(Study text)

Social audit may be defined as a commitment to systematic assessment of and reporting on some meaningful, definable domain of a company’s activities that have social impact.
In short, Social Audit is the process of evaluating a firm’s various operating procedures, code of conduct and other factors to determine its effect on a society.
The main objective is to identify what, if any, actions of the firm have impacted the society in some way. A social audit may be initiated by a firm that is seeking to improve its image within the society.
Table of Content
- 1 What is Social Audit?
- 2 Objectives of Social Audit
- 3 Social Audit Report
- 4 Advantages of Social Audit
A social audit is a way of measuring, understanding reporting and ultimately improving an organisations social and ethical performance. A social audit helps to narrow gaps between vision/ goal and reality, between efficiency and effectiveness. It is a technique to understand, measure, verify, report on and to improve the social performance of the organisation.
Social audit is based on the principle that democratic local governance should be carried out, as far as possible, with the consent and understanding of all concerned. It is thus a process and not an event.
Social auditing creates an impact upon governance. It values the voice of shareholders, including marginlized / poor groups whose voices are rarely heard. Social auditing is taken up for the purpose of enhancing local governance, particularly for strengthening accountability and transparency in local bodies.
Like any other audit, social audit is expected to achieve some objectives. These objectives can be stated as under:
- To determine the extent to which the management of an enterprise is aware about its social responsibility.
- To identify and measure the periodic net social contribution of any enterprise. This net social contribution to be calculated by considering the costs and benefits available to the enterprise internally as well as the costs and benefits available externally to different sectors of the society.
- To help determine whether an enterprise’s plans, strategies and practices which directly affect the resources and earnings are consistent with the social principles already in existence and accepted by the society.
- To provide to the maximum extent all the relevant information about the enterprise’s objectives, ultimate goals, policies, programs, performances and contributions to the social goals.
Relevant information is that which should provide for a scheme of public accountability and public decision-making regarding capital choices and social resources allocation.
When work of social audit is completed by a social audit team a report is prepared by it and submitted to the management of the business organisation whose social audit it has conducted.
The major items which are included in the social audit report are as under:
- Use of capital is it done in an optimum way and if not, which alternate uses are suggested.

(End Study text)

## Action item A
In the social audit text, print the passage that begins at the words "Social audit may be defined" and stops after the words "within the society.".
## Action item B
Continue the social audit text from its last line.

(Records provided)

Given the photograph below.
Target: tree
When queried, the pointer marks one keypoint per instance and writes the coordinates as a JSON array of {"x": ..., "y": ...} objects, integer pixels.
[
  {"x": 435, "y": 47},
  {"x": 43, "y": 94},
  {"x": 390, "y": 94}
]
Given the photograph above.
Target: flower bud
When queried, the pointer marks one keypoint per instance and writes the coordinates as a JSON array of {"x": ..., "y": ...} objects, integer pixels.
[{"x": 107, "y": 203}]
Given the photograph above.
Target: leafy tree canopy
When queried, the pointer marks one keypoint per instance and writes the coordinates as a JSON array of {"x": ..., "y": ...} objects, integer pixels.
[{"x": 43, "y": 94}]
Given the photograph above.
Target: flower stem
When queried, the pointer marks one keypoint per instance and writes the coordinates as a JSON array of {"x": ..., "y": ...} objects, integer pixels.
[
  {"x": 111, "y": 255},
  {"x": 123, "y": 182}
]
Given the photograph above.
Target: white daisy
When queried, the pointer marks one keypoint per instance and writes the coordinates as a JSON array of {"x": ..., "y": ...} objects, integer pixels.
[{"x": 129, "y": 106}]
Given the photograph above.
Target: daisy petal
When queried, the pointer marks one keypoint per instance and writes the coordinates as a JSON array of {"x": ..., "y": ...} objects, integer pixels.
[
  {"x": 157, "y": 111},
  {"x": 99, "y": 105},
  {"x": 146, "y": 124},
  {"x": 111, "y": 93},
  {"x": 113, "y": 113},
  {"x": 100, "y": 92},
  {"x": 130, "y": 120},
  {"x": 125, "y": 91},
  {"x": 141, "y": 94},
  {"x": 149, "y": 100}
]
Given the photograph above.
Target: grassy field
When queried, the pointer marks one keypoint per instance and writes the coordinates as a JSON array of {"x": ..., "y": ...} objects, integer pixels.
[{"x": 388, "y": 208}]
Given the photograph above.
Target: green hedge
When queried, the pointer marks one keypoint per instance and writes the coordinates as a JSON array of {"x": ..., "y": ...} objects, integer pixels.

(End Records provided)

## Task output A
Social audit may be defined as a commitment to systematic assessment of and reporting on some meaningful, definable domain of a company’s activities that have social impact.
In short, Social Audit is the process of evaluating a firm’s various operating procedures, code of conduct and other factors to determine its effect on a society.
The main objective is to identify what, if any, actions of the firm have impacted the society in some way. A social audit may be initiated by a firm that is seeking to improve its image within the society.

## Task output B
- Precautions taken for safety of the capital.
- Is return given on the capital satisfactory from the shareholders’/owners’ point of view? Where the rate of return stands for the current year in comparison with previous year’s rate and in comparison with the rates of other similar organisations?
- Has capital appreciation taken place and is it satisfactory from the owners’ point of view?
- Training programmes conducted for the employees.
- Opportunities provided for advancement and promotions.
- Medical check-up, medical assistance provided.
- Education facilities to employees and their children.
- Safety arrangements made to minimise the risk of accidents and injury to the employees.
- Subsidised canteen facility and establishment of co-operative store for the employees.
- Recreation and cultural programmes arranged for the employees and their family members.
- Provision of quality goods/services at reasonable prices in the required quantity and at required place.
- Provision of guarantee and warranty for the products sold to the customers.
- Precautions taken to avoid harmful effects on the consumers of the product. iv. Research and development activities undertaken for improvement in the products manufactured to improve their quality, increase durability and reduce cost of production
- Programmes undertaken for improving economic and social standard of certain groups of people in the society.
- Creation of employment opportunities for needy people in the society.
- Programmes undertaken for spread of education in the society.
- Installation of equipments for reducing air, water, noise pollution, disposal of solid-waste, etc.
- Programmes such as tree-plantation, rain-water harvesting, soil conservation, preservation of natural environment, etc. undertaken for the benefit of the society.
- Donations given to school, library, medical camps, etc. and during emergency period caused by the natural calamities like storm, flood, earthquake, etc.
Following are the main advantages of Social Audit.
- Trains the community on participatory local planning.
- Encourages local democracy.
- Encourages community participation.
- Benefits of disadvantaged groups.
- Promotes collective decision making and sharing responsibilities.
- Develops human resources and social capital.
- Helps to narrow gaps between efficiency & effectiveness.
- Helps to narrow gaps between vision & reality.